[Available data — start]

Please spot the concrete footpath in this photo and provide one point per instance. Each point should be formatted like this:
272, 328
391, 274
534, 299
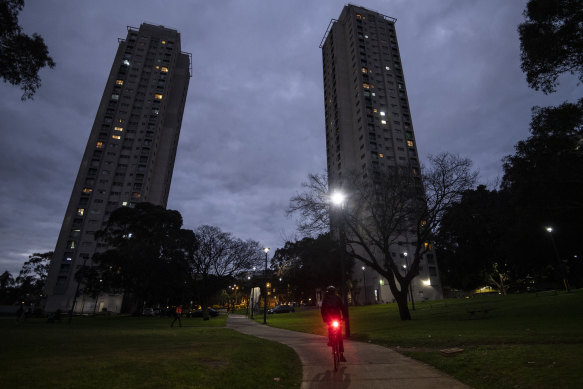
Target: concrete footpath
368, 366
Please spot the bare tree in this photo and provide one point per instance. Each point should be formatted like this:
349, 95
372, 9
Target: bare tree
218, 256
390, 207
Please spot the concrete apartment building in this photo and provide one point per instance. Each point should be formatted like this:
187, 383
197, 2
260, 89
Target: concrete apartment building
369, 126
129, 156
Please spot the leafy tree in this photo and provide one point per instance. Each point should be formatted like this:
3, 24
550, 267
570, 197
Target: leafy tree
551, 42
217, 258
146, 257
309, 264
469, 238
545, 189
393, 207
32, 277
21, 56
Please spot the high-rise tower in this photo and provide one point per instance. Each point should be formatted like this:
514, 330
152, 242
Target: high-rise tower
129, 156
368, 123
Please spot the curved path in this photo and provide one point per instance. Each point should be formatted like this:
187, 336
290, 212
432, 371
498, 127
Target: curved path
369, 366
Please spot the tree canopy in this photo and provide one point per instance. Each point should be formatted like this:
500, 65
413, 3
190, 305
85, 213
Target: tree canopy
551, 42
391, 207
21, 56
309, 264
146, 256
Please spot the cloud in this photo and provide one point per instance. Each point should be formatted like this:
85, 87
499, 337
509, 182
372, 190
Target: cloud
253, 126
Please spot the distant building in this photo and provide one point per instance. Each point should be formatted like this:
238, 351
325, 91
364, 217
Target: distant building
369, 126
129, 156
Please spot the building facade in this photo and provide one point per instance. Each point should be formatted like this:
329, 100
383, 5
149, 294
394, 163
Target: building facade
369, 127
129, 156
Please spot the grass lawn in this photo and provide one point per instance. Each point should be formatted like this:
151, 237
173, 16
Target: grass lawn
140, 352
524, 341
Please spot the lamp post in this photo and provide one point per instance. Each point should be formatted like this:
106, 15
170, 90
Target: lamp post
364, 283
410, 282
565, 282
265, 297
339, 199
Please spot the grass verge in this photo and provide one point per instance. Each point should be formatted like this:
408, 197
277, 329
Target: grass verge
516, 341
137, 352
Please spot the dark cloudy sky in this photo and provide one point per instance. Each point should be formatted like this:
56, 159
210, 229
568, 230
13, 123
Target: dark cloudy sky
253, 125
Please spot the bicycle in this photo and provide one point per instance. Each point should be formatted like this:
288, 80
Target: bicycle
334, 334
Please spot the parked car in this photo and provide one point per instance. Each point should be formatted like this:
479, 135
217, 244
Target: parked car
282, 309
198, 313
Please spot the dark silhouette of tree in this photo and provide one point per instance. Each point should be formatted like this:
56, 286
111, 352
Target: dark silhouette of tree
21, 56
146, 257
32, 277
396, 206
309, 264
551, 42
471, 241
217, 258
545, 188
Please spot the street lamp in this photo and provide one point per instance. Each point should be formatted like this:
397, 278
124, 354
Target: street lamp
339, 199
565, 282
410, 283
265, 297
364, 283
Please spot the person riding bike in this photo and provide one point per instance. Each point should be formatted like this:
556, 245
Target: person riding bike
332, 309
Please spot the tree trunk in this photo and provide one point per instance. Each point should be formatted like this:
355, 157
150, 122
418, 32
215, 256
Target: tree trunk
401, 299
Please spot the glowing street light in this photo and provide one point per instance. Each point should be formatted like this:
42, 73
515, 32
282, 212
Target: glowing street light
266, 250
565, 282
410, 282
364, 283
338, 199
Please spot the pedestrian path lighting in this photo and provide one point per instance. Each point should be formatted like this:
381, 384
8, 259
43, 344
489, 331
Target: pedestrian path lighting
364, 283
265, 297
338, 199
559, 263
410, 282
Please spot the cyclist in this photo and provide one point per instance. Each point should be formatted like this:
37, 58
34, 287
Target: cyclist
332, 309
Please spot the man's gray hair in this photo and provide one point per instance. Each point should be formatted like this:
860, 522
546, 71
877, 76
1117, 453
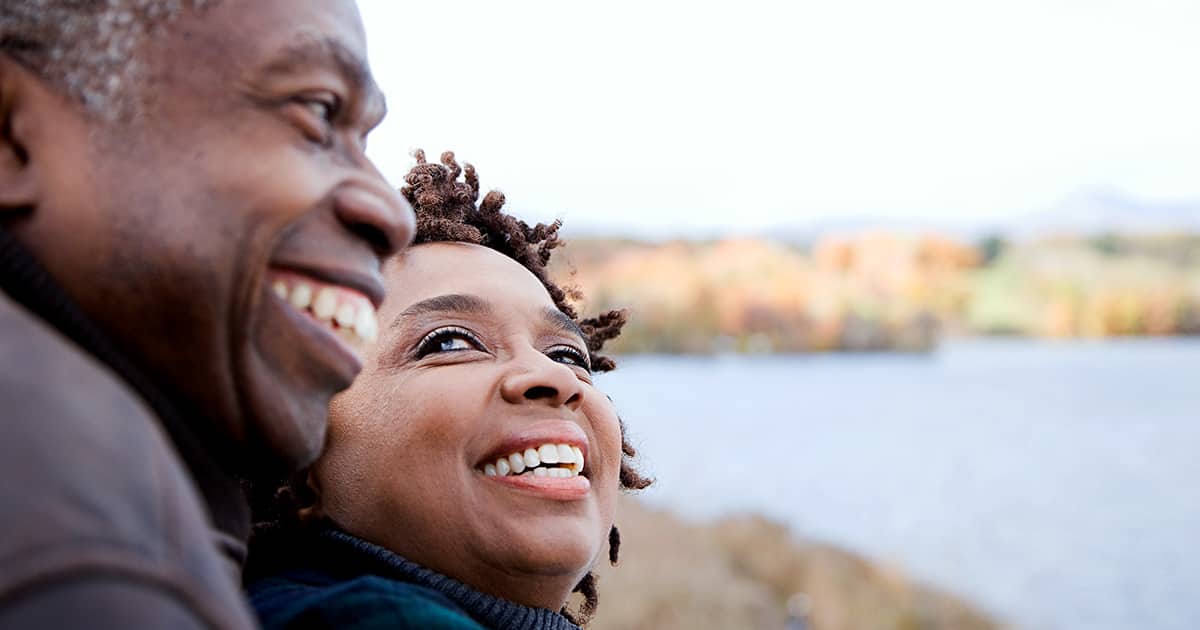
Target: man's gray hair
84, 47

[Available data — finish]
[Available data — start]

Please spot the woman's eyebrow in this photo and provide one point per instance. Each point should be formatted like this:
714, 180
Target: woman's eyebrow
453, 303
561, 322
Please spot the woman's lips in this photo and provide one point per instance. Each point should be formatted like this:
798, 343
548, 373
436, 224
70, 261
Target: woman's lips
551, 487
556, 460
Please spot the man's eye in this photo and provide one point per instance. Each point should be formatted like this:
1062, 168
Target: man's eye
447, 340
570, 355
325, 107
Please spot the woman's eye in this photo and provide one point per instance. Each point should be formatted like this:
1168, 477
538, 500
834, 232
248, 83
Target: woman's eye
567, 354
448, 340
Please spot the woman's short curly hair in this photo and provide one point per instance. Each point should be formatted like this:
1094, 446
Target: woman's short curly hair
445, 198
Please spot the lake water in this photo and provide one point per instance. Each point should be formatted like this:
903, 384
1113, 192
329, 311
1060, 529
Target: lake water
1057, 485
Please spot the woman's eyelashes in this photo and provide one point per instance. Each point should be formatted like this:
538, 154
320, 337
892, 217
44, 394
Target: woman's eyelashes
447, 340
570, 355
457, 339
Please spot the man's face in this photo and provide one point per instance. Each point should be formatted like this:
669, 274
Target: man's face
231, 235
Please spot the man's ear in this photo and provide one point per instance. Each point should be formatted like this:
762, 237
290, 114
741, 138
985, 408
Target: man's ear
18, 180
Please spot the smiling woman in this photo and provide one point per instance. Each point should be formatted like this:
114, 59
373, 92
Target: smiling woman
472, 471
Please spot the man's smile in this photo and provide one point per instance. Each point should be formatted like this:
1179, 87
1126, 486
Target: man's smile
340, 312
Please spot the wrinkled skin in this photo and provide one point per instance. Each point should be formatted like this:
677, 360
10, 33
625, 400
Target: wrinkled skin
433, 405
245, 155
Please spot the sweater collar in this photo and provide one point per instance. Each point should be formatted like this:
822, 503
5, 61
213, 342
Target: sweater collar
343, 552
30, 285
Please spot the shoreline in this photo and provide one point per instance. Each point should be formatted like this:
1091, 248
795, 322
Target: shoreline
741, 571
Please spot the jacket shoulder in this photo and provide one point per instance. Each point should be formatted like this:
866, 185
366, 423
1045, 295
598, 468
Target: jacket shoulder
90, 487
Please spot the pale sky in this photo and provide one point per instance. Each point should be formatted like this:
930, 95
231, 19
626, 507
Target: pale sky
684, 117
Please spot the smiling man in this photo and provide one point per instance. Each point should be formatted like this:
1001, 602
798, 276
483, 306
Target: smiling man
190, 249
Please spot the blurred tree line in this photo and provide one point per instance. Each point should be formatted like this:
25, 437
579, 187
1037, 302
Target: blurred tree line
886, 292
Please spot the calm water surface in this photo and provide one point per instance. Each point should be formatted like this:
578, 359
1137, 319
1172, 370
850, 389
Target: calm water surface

[Available data — finish]
[Available data — start]

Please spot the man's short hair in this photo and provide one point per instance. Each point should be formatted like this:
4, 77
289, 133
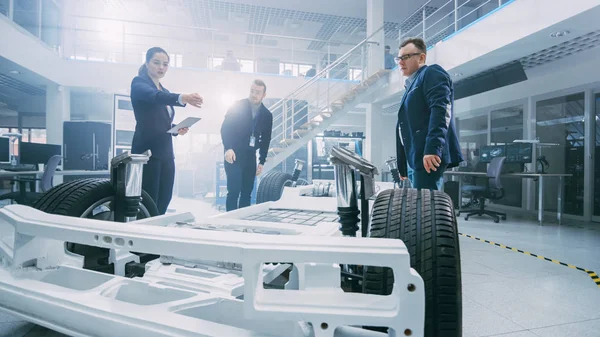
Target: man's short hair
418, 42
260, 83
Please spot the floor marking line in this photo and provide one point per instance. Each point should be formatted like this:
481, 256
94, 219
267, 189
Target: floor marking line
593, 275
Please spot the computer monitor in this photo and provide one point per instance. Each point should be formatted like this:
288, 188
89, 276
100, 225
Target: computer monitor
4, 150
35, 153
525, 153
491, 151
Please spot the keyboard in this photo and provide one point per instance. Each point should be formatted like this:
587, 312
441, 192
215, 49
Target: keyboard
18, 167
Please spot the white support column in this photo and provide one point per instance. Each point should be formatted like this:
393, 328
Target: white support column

[Available data — finish]

Give the number of lines in the records that contain the word "white", and write nothing else.

2